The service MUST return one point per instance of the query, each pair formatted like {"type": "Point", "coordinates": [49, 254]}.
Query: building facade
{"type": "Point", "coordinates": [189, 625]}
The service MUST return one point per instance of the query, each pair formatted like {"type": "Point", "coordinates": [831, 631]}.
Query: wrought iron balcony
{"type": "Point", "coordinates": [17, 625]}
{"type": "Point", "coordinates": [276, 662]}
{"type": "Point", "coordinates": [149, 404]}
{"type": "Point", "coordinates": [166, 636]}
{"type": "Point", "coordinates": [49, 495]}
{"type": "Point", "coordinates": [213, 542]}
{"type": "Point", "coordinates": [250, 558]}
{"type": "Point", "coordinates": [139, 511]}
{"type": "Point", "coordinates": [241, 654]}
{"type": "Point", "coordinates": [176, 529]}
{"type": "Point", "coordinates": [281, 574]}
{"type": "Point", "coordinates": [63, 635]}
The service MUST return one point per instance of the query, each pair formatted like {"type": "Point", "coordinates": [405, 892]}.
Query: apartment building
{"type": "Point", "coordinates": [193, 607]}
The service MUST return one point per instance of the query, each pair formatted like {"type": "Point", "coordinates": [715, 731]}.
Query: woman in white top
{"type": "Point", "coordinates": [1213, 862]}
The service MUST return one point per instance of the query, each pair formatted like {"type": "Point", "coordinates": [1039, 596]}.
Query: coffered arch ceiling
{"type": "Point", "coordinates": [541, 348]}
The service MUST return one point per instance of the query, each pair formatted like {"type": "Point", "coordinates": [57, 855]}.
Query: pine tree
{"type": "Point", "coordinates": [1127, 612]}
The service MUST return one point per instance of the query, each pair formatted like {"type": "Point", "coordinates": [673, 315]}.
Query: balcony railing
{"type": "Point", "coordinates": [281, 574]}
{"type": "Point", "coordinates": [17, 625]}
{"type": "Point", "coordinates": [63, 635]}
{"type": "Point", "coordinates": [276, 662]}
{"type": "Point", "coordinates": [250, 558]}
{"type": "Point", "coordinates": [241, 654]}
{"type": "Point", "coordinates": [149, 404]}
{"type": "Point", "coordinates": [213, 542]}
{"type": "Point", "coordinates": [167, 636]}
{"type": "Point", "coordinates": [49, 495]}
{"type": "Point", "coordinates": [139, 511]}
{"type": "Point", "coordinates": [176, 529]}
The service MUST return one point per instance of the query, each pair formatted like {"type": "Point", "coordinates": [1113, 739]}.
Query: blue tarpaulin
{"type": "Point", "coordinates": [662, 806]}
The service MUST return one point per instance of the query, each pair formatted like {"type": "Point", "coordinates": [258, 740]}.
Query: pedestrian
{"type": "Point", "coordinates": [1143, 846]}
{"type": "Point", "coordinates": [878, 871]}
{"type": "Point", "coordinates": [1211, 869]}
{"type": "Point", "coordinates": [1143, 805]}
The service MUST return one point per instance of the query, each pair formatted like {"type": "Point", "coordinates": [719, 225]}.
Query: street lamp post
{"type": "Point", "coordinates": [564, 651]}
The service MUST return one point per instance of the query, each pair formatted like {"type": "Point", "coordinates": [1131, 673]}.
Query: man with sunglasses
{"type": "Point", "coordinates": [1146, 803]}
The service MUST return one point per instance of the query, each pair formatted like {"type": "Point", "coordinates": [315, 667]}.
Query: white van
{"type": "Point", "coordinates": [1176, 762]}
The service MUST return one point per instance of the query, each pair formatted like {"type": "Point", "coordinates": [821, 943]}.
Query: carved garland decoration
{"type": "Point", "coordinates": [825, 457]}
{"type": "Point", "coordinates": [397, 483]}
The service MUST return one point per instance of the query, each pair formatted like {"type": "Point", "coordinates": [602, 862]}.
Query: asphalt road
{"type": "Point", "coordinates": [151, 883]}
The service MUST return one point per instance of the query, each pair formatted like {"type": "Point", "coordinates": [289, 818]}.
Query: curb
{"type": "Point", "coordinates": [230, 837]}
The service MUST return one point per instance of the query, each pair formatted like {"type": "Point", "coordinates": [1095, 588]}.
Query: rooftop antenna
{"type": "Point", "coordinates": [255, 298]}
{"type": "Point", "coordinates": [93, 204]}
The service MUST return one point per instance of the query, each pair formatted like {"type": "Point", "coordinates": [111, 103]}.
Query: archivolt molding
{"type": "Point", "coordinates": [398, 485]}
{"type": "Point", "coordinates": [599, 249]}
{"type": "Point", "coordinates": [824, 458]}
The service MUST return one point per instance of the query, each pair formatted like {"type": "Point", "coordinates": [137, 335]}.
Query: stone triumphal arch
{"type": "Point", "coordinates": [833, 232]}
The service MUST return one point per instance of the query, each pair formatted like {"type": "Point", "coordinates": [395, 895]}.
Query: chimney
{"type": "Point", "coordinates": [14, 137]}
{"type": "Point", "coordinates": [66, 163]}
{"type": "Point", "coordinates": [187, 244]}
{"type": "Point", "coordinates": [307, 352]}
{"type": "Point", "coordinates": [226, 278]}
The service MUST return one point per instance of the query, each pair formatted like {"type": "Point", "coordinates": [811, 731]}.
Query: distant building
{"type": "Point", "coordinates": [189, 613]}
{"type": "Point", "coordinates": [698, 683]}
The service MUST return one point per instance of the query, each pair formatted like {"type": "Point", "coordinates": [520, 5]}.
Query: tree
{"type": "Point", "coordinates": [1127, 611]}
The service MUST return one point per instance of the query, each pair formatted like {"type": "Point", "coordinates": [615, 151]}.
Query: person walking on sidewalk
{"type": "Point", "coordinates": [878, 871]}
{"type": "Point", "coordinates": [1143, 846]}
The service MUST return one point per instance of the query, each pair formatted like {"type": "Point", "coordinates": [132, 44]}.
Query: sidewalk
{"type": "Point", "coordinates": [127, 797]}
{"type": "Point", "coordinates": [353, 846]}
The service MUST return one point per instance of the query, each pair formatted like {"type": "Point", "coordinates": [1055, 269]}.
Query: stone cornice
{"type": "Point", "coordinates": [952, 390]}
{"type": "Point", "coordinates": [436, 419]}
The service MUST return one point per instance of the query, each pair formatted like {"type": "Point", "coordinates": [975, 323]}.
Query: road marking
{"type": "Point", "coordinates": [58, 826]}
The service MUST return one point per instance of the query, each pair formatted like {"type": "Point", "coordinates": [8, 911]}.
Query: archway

## What is required:
Set the listing above down once more in full, exactly as it is.

## Response below:
The service MUST return one point per instance of the query, each pair formatted like {"type": "Point", "coordinates": [49, 254]}.
Query: building facade
{"type": "Point", "coordinates": [189, 625]}
The service MUST return one point per instance of the query, each pair formatted like {"type": "Point", "coordinates": [831, 631]}.
Query: wrought iron balcony
{"type": "Point", "coordinates": [17, 625]}
{"type": "Point", "coordinates": [276, 662]}
{"type": "Point", "coordinates": [149, 404]}
{"type": "Point", "coordinates": [166, 636]}
{"type": "Point", "coordinates": [49, 495]}
{"type": "Point", "coordinates": [213, 542]}
{"type": "Point", "coordinates": [250, 558]}
{"type": "Point", "coordinates": [139, 511]}
{"type": "Point", "coordinates": [241, 654]}
{"type": "Point", "coordinates": [176, 529]}
{"type": "Point", "coordinates": [281, 574]}
{"type": "Point", "coordinates": [63, 635]}
The service MUST return one point per instance of the query, each pair formatted like {"type": "Point", "coordinates": [405, 892]}.
Query: apartment building
{"type": "Point", "coordinates": [193, 607]}
The service MUST return one point per instance of the query, each pair formatted like {"type": "Point", "coordinates": [715, 731]}.
Query: woman in white top
{"type": "Point", "coordinates": [1213, 862]}
The service MUST return one point per instance of the query, each pair formatted like {"type": "Point", "coordinates": [1039, 596]}.
Query: coffered arch ceiling
{"type": "Point", "coordinates": [541, 348]}
The service MUST return one point per instance of the query, each pair formatted like {"type": "Point", "coordinates": [57, 855]}.
Query: pine tree
{"type": "Point", "coordinates": [1127, 612]}
The service MUST return one point per instance of the query, each pair formatted like {"type": "Point", "coordinates": [673, 315]}.
Query: balcony railing
{"type": "Point", "coordinates": [281, 574]}
{"type": "Point", "coordinates": [17, 625]}
{"type": "Point", "coordinates": [63, 635]}
{"type": "Point", "coordinates": [276, 662]}
{"type": "Point", "coordinates": [250, 558]}
{"type": "Point", "coordinates": [241, 654]}
{"type": "Point", "coordinates": [149, 404]}
{"type": "Point", "coordinates": [213, 542]}
{"type": "Point", "coordinates": [167, 636]}
{"type": "Point", "coordinates": [49, 495]}
{"type": "Point", "coordinates": [139, 511]}
{"type": "Point", "coordinates": [176, 529]}
The service MUST return one point per instance of the query, each pair formatted like {"type": "Point", "coordinates": [1113, 739]}.
Query: blue tarpaulin
{"type": "Point", "coordinates": [662, 806]}
The service MUST return one point per instance of the query, each pair formatted like {"type": "Point", "coordinates": [258, 740]}.
Query: pedestrian
{"type": "Point", "coordinates": [1143, 846]}
{"type": "Point", "coordinates": [878, 871]}
{"type": "Point", "coordinates": [1211, 869]}
{"type": "Point", "coordinates": [1143, 805]}
The service MUST return one point per instance of the query, each pair formatted like {"type": "Point", "coordinates": [719, 225]}.
Query: street lamp post
{"type": "Point", "coordinates": [564, 651]}
The service MUST return one point per instance of the query, each pair formatted like {"type": "Point", "coordinates": [1131, 673]}.
Query: man with sunglasses
{"type": "Point", "coordinates": [1146, 803]}
The service MUST return one point per instance of the query, each pair formatted like {"type": "Point", "coordinates": [315, 667]}.
Query: white van
{"type": "Point", "coordinates": [1176, 762]}
The service MUST return one point per instance of the query, each pair formatted like {"type": "Point", "coordinates": [821, 943]}.
Query: carved garland decoration
{"type": "Point", "coordinates": [825, 457]}
{"type": "Point", "coordinates": [397, 483]}
The service MUST return one point per instance of the query, each pair formatted like {"type": "Point", "coordinates": [602, 862]}.
Query: asphalt road
{"type": "Point", "coordinates": [151, 883]}
The service MUST return one point per instance of the query, each pair formatted like {"type": "Point", "coordinates": [289, 818]}.
Query: curb
{"type": "Point", "coordinates": [230, 837]}
The service MUST return one point per instance of the query, each pair formatted like {"type": "Point", "coordinates": [1095, 588]}.
Query: rooftop antenna
{"type": "Point", "coordinates": [255, 298]}
{"type": "Point", "coordinates": [93, 204]}
The service MUST return one point per instance of the query, each pair formatted like {"type": "Point", "coordinates": [111, 103]}.
Query: archivolt molding
{"type": "Point", "coordinates": [398, 485]}
{"type": "Point", "coordinates": [599, 249]}
{"type": "Point", "coordinates": [824, 458]}
The service MUST return one point per instance of the query, each pair formatted like {"type": "Point", "coordinates": [137, 335]}.
Query: stone triumphal arch
{"type": "Point", "coordinates": [833, 232]}
The service MUST return one point per instance of the query, each pair formatted like {"type": "Point", "coordinates": [395, 895]}.
Query: chimney
{"type": "Point", "coordinates": [14, 137]}
{"type": "Point", "coordinates": [66, 163]}
{"type": "Point", "coordinates": [187, 244]}
{"type": "Point", "coordinates": [307, 352]}
{"type": "Point", "coordinates": [226, 278]}
The service MUST return one point per instance of the query, each pair formatted like {"type": "Point", "coordinates": [811, 731]}.
Query: distant building
{"type": "Point", "coordinates": [189, 613]}
{"type": "Point", "coordinates": [698, 683]}
The service MUST return one point per instance of the query, each pair formatted like {"type": "Point", "coordinates": [520, 5]}.
Query: tree
{"type": "Point", "coordinates": [1127, 611]}
The service MUST return one point per instance of the query, each pair formatted like {"type": "Point", "coordinates": [615, 151]}.
Query: person walking on sidewalk
{"type": "Point", "coordinates": [878, 871]}
{"type": "Point", "coordinates": [1143, 846]}
The service MUST return one point per instance of the query, each pair formatted like {"type": "Point", "coordinates": [132, 44]}.
Query: sidewalk
{"type": "Point", "coordinates": [127, 797]}
{"type": "Point", "coordinates": [353, 846]}
The service MUST return one point per instance of the query, each pair formatted like {"type": "Point", "coordinates": [1055, 269]}.
Query: stone cornice
{"type": "Point", "coordinates": [952, 390]}
{"type": "Point", "coordinates": [436, 419]}
The service MUST return one point per instance of the query, each pair formatted like {"type": "Point", "coordinates": [975, 323]}.
Query: road marking
{"type": "Point", "coordinates": [58, 826]}
The service MUST return one point per instance of the query, each pair formatted like {"type": "Point", "coordinates": [8, 911]}.
Query: archway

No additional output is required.